> EXCERPTED DATA
• • •

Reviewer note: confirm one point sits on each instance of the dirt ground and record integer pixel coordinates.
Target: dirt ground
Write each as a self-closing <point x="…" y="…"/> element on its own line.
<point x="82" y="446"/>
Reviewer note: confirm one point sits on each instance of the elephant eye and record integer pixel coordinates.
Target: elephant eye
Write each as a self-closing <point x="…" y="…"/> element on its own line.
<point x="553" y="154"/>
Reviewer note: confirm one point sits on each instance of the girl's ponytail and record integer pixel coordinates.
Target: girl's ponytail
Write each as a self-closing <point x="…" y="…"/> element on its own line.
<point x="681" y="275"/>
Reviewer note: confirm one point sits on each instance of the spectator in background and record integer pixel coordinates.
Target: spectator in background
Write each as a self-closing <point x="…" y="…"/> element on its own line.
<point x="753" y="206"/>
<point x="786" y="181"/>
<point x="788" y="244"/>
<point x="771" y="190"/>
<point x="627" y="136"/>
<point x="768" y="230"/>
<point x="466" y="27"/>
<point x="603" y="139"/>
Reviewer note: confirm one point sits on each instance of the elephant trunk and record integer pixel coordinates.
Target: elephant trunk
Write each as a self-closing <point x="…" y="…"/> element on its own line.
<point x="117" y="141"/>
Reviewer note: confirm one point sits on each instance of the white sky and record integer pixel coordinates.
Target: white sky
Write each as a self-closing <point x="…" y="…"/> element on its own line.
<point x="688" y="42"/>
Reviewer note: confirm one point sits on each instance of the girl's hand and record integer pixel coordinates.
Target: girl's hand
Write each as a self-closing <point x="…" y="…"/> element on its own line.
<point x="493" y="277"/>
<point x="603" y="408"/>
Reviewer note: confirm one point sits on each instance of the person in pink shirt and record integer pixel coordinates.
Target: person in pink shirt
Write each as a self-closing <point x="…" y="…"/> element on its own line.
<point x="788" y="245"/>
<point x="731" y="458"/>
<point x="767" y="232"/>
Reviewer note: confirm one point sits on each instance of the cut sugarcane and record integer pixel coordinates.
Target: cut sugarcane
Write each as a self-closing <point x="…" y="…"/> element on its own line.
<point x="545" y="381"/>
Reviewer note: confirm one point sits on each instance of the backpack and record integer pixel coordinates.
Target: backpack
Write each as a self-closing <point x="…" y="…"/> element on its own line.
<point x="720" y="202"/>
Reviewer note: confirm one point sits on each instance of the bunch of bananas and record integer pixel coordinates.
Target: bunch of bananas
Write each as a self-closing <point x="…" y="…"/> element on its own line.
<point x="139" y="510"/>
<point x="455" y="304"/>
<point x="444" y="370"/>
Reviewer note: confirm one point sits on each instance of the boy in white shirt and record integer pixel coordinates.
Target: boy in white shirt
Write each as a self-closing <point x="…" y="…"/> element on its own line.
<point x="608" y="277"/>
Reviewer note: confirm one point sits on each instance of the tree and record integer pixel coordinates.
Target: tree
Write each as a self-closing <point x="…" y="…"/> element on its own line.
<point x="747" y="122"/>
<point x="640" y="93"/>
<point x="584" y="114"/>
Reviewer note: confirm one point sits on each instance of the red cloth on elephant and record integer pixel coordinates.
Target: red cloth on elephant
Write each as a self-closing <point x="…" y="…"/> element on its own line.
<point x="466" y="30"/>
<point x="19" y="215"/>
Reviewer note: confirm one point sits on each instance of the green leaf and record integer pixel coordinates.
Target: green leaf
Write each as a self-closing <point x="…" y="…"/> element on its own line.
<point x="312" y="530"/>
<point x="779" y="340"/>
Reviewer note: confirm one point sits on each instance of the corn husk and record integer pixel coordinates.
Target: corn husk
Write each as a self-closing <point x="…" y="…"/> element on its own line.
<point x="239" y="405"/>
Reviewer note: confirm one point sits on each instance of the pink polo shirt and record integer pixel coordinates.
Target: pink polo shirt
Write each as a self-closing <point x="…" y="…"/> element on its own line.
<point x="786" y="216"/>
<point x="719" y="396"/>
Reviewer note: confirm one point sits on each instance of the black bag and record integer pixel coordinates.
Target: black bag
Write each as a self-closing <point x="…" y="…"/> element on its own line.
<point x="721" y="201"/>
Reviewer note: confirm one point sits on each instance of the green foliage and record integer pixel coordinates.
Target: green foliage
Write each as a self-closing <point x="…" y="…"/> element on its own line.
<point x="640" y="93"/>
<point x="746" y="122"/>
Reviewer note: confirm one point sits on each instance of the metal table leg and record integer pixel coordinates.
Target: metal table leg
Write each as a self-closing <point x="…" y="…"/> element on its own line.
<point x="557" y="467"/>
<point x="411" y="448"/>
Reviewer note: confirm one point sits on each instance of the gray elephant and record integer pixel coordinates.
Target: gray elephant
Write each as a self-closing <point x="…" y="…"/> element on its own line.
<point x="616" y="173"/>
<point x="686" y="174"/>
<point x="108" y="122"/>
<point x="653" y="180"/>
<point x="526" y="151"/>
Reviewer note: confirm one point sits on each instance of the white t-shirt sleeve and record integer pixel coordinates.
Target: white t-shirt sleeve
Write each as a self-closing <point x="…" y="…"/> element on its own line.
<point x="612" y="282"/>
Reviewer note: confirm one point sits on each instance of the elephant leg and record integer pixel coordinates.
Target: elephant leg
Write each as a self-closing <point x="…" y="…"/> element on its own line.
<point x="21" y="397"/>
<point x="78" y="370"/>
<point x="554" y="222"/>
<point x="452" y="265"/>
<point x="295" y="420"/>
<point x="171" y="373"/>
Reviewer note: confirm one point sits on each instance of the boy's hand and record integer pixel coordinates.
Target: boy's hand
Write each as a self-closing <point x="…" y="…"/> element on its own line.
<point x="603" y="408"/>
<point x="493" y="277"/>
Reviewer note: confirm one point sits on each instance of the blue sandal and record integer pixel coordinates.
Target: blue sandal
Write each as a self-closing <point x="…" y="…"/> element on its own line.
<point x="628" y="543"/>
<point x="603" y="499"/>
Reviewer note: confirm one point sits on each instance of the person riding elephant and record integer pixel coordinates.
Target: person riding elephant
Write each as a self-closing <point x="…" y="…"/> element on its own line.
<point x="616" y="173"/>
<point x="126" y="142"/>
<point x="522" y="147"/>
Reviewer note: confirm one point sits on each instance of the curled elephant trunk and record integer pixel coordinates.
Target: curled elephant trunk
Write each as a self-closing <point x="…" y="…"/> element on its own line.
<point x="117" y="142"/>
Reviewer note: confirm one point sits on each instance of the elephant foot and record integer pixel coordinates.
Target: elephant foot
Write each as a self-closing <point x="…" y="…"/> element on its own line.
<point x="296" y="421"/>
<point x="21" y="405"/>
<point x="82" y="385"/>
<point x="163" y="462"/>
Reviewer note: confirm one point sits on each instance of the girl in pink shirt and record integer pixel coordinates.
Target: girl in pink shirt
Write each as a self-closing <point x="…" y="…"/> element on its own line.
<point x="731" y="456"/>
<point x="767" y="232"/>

• • •

> TASK TO CARRY OUT
Lines from the start of the entries through the one containing "Target: elephant eye" are to be set down again exactly, both ends included.

> WRITTEN RESPONSE
Reviewer note: confirm one point sits on each instance of the dirt ground and record integer pixel coordinates.
Target: dirt ground
Write each as a self-closing <point x="…" y="…"/> element on its own line.
<point x="82" y="446"/>
Reviewer note: confirm one point sits on each instance of the elephant eye and record integer pixel coordinates.
Target: elephant eye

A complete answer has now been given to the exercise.